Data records
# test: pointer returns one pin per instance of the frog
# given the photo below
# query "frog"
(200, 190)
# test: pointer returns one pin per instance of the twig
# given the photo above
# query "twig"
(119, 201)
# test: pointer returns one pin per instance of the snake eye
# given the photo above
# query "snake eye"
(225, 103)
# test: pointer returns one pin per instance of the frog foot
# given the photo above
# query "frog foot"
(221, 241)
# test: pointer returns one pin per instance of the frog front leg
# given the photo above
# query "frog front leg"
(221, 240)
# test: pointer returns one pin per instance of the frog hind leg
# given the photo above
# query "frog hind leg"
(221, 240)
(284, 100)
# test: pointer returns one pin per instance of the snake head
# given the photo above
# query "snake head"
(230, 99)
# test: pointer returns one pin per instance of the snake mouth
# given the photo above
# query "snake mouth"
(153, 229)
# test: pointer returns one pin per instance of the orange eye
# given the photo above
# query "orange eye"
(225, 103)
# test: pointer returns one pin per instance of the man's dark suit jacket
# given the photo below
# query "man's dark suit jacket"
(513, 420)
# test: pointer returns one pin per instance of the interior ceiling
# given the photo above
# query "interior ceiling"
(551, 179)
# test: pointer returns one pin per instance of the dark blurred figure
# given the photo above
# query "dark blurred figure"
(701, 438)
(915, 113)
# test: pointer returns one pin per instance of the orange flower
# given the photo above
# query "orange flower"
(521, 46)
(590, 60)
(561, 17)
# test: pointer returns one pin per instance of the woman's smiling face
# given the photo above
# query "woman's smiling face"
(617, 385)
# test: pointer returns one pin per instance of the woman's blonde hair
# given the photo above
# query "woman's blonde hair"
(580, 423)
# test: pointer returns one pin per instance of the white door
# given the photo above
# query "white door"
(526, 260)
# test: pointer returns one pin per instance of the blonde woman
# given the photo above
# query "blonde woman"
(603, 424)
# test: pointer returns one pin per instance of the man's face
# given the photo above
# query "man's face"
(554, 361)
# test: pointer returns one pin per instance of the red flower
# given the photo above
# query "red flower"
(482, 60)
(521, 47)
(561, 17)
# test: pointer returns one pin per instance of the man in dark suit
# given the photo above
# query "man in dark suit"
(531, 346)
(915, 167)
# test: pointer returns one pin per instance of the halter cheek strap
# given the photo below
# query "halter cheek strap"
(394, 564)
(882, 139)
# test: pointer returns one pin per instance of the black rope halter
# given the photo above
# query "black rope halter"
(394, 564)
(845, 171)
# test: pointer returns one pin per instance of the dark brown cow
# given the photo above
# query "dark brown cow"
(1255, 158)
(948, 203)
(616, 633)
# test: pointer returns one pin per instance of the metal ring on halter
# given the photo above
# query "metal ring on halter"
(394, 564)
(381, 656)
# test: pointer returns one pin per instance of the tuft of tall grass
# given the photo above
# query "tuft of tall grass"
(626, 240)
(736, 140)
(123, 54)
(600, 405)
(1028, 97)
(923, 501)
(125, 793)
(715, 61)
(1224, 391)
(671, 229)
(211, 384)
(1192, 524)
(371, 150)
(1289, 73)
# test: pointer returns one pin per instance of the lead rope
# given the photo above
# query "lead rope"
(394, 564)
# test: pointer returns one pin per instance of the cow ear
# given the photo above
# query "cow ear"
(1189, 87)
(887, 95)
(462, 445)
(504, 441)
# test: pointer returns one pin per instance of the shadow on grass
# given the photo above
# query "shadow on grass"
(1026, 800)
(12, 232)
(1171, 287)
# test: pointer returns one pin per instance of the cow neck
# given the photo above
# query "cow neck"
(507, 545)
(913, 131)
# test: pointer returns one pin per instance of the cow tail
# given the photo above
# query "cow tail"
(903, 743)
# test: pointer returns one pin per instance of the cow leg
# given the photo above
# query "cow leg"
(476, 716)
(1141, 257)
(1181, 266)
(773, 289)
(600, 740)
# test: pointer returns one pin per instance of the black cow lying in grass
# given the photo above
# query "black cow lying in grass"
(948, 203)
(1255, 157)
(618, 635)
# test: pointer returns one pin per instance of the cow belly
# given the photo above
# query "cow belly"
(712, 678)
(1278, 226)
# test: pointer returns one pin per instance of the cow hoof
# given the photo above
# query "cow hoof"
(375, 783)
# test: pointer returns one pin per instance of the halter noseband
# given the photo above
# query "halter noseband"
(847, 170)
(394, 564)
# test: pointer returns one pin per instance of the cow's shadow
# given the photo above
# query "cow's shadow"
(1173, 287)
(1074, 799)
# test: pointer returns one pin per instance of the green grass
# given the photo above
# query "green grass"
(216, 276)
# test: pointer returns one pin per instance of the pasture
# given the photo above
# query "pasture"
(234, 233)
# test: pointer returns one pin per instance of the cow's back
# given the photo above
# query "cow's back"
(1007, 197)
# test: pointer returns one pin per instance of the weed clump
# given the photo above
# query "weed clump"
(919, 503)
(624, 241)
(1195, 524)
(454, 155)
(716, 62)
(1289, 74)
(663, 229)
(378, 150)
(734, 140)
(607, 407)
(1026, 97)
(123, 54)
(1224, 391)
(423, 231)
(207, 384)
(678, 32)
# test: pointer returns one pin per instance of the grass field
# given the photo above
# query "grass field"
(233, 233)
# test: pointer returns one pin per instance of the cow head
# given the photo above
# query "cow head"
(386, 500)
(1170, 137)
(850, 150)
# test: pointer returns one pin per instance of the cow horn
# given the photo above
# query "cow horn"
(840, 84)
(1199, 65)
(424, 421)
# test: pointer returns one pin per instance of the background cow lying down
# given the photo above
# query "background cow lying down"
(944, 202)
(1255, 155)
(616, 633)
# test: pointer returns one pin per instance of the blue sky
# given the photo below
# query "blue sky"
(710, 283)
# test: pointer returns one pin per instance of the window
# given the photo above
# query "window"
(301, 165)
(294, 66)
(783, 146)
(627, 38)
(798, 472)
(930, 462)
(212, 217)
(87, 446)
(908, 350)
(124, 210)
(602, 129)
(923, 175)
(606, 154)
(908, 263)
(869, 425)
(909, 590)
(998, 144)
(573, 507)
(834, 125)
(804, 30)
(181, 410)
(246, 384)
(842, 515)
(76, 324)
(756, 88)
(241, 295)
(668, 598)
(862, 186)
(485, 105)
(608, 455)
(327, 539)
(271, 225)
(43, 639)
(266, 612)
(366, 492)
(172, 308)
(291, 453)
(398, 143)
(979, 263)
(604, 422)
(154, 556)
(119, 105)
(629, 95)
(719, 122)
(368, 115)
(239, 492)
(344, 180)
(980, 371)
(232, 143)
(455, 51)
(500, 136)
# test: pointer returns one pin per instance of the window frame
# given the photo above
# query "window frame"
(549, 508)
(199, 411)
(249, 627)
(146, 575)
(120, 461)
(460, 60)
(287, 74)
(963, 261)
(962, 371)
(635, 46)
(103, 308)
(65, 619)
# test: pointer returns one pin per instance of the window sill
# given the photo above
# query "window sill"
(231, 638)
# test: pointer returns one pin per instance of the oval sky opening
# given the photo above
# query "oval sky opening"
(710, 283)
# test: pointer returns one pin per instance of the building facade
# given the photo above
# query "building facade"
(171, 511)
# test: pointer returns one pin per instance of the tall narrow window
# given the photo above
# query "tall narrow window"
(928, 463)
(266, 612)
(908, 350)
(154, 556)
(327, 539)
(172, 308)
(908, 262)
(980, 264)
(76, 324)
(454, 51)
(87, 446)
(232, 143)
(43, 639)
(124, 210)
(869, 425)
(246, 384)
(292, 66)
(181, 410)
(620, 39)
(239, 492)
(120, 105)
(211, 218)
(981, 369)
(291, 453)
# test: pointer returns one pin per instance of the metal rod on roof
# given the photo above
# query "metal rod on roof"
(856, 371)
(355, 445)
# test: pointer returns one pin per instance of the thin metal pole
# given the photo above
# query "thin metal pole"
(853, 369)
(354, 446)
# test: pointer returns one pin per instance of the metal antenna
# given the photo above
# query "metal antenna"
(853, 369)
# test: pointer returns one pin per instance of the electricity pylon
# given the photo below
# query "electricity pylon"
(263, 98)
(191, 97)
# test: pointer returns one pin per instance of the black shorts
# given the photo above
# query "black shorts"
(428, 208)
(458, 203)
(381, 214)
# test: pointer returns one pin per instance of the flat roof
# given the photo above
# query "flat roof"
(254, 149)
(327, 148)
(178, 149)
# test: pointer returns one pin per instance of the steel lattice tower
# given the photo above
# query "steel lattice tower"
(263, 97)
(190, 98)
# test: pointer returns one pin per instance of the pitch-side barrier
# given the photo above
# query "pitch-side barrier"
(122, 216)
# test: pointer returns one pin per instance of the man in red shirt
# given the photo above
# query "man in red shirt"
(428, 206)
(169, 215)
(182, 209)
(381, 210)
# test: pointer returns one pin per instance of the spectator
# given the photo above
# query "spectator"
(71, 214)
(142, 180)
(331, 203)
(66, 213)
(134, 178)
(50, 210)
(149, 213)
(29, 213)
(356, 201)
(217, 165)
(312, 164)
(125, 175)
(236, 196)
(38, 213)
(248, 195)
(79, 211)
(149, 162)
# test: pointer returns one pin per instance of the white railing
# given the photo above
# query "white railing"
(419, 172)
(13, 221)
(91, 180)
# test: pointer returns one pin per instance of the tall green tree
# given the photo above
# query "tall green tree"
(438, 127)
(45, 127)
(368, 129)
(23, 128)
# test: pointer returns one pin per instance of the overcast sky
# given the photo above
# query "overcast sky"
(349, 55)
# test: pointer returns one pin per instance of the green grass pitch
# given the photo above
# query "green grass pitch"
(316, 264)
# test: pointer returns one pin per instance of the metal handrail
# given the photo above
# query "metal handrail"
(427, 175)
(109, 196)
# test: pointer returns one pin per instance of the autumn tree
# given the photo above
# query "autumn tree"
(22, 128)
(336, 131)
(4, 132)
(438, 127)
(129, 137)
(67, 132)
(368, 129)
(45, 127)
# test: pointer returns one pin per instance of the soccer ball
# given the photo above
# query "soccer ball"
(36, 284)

◆ What you need to do: Copy only the lines of the records from the line with "the cow ear" to the line with "(1171, 287)", swapping "shadow on grass" for "shadow on lawn" and keeping everything else the same.

◆ Exercise response:
# test: pointer returns one pin per instance of the cow ear
# given the photo above
# query "cow ear"
(1189, 87)
(887, 95)
(462, 445)
(504, 441)
# test: pointer returns one pin per instance of the shadow on lawn
# given the photo above
# query "shadow on lawn"
(1026, 800)
(12, 232)
(1171, 287)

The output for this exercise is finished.